─── Selected extract
Notes to Consolidated Financial Statements (Unaudited)

  

Note 6. Fair Value of Financial Instruments, Continued

 

Fair value hierarchy:

 

Level 1Valuation is based upon quoted prices (unadjusted) in active markets for identical assets or liabilities that the Company has the ability to access.
  
Level 2Valuation is based upon quoted prices for similar assets and liabilities in active markets, as well as inputs that are observable for the asset or liability (other than quoted prices), such as interest rates, foreign exchange rates, and yield curves that are observable at commonly quoted intervals.
   
Level 3Valuation is generated from model-based techniques that use at least one significant assumption based on unobservable inputs for the assets or liability, which are typically based on an entity’s own assumptions, as there is little, if any, related market activity. In instances where the determination of the fair value measurement is based on inputs from different levels of the fair value hierarchy, the level in the fair value hierarchy within which the entire fair value measurement falls is based on the lowest level input that is significant to the fair value measurement in its entirety. The Company’s assessment of the significance of a particular input to the fair value measurement in its entirety requires judgment, and considers factors specific to the asset or liability.
──────
Tasks to carry out:
1. Answer these from the fair value note:
(a) What are Level 1 valuations based on?
(b) Which three observable inputs does the Level 2 description name as examples?
(c) When a measurement uses inputs from different levels, what decides the level of the whole measurement?
2. Update the fair value note by writing out everything from "Note 6. Fair" down to "commonly quoted intervals." again, with "active markets" changed to "liquid markets".
3. Write what comes next in the fair value note, picking up after its last sentence.
The items after the fair value note come from a different source.
─── Data shown
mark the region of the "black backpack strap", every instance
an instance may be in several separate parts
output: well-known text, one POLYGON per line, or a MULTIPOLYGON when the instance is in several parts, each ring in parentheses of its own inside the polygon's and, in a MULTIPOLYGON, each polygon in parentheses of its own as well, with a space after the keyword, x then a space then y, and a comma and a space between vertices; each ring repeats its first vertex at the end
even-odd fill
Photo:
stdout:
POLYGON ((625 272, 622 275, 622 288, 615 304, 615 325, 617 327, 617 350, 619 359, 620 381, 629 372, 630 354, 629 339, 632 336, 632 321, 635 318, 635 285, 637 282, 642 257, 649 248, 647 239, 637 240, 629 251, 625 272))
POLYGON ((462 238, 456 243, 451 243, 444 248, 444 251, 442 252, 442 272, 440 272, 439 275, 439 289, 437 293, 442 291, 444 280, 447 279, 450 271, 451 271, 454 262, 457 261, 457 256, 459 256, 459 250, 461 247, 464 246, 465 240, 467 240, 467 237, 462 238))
──────
─── Data shown
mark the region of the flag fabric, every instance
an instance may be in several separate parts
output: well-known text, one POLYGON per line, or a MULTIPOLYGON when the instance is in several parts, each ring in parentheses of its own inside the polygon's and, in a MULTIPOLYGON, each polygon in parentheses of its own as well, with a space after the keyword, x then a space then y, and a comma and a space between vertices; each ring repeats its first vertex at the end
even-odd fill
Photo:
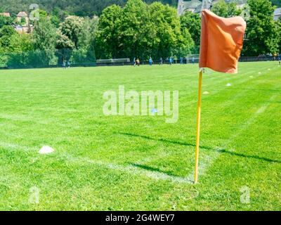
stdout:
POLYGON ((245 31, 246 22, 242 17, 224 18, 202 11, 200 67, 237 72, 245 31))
──────
─── Data shown
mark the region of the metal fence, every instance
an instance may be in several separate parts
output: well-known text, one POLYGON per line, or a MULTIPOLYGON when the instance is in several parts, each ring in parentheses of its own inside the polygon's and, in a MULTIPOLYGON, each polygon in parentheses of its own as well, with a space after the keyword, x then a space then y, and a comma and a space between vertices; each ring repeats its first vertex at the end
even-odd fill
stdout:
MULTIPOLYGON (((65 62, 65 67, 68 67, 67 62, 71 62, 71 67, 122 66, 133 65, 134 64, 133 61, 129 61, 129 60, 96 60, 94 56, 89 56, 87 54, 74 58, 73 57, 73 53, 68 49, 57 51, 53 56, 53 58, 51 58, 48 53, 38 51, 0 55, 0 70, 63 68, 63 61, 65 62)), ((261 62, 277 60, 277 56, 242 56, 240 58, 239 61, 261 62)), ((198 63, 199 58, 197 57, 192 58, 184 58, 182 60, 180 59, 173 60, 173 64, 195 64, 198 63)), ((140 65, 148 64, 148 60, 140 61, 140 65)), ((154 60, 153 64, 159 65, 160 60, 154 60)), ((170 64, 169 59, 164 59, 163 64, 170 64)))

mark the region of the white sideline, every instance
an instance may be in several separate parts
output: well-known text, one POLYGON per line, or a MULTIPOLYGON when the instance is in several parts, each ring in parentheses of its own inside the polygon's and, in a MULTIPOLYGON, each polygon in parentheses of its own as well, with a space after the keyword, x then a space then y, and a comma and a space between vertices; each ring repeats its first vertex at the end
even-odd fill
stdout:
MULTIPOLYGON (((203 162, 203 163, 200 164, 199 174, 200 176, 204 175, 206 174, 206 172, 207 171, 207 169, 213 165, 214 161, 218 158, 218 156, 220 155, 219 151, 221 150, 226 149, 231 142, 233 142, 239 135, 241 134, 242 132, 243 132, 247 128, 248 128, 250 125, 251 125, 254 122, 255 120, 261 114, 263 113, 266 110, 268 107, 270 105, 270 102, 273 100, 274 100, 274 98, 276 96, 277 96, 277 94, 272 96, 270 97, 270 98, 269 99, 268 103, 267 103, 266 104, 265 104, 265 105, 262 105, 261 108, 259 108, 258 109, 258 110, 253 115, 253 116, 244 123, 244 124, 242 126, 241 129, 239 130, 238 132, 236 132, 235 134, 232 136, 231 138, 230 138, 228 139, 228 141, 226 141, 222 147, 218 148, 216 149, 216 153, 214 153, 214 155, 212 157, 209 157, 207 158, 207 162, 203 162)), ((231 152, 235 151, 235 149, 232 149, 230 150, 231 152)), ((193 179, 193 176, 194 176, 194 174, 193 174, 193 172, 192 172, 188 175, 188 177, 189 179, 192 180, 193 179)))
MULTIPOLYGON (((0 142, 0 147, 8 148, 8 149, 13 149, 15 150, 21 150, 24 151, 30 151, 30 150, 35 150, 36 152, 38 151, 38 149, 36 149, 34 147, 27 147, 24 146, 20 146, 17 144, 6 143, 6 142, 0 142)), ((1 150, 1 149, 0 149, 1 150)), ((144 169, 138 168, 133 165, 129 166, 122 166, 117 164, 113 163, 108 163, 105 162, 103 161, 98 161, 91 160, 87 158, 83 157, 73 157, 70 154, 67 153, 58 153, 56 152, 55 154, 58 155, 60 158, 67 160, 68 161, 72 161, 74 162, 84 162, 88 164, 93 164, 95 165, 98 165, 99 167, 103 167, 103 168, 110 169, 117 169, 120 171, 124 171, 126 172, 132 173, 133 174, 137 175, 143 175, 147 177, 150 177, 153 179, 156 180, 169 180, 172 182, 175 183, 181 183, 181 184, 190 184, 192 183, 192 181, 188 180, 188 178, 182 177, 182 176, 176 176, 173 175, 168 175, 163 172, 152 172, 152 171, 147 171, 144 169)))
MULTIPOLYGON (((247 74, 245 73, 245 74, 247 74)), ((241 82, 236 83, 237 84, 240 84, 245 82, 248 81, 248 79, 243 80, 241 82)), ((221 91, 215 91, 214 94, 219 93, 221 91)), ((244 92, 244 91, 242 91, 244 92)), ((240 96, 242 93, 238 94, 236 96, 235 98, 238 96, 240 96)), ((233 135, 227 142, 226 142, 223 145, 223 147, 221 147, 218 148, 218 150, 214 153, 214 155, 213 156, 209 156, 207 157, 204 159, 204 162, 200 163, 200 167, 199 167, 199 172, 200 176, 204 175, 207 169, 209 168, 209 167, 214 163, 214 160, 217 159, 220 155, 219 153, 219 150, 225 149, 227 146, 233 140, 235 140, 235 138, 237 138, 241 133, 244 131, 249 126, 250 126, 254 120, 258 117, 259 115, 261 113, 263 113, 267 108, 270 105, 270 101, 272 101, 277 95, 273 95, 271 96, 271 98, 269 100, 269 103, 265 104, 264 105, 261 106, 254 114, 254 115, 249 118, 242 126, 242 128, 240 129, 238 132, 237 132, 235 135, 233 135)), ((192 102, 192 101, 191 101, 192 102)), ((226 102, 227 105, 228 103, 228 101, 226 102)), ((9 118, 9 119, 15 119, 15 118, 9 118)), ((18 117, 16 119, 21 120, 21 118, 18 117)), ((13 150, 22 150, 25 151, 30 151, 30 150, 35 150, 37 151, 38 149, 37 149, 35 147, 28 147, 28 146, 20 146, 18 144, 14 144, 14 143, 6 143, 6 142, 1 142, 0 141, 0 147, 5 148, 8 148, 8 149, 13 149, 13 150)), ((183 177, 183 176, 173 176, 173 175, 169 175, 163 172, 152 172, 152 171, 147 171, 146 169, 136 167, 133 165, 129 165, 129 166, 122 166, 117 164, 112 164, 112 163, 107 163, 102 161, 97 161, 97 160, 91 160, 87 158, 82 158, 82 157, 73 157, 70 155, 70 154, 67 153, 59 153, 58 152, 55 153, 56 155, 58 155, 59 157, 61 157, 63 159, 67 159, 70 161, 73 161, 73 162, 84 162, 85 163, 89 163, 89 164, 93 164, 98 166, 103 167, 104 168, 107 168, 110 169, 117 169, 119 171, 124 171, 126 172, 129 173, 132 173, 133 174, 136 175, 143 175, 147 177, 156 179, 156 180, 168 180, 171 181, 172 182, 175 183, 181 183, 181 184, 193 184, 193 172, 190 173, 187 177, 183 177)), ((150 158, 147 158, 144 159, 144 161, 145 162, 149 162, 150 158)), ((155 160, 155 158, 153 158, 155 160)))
──────
Answers to the problems:
1.
(a) Quoted prices (unadjusted) in active markets for identical assets or liabilities that the Company has the ability to access.
(b) Interest rates, foreign exchange rates, and yield curves.
(c) The lowest level input that is significant to the fair value measurement in its entirety.

2.
Note 6. Fair Value of Financial Instruments, Continued

 

Fair value hierarchy:

 

Level 1Valuation is based upon quoted prices (unadjusted) in liquid markets for identical assets or liabilities that the Company has the ability to access.
  
Level 2Valuation is based upon quoted prices for similar assets and liabilities in liquid markets, as well as inputs that are observable for the asset or liability (other than quoted prices), such as interest rates, foreign exchange rates, and yield curves that are observable at commonly quoted intervals.

3.
 

The following is a description of the valuation methodologies used for assets and liabilities recorded at fair value.

 

Securities available-for-sale:

Investment securities classified as available-for-sale are recorded at fair value on a recurring basis. Fair value measurement is based upon quoted prices, if available. If quoted prices are not available, fair values are measured using independent pricing models or other model-based valuation techniques such as the present value of future cash flows, adjusted for the security's credit rating, prepayment assumptions and other factors such as credit loss assumptions. Level 1 securities include those traded on an active exchange, such as the New York Stock Exchange, U.S. Treasury securities that are traded by dealers or brokers in active over-the-counter markets and money market funds. Level 2 securities include mortgage-backed securities issued by government sponsored entities, municipal bonds and corporate debt securities. Securities classified as Level 3 may include asset-backed securities in less liquid markets.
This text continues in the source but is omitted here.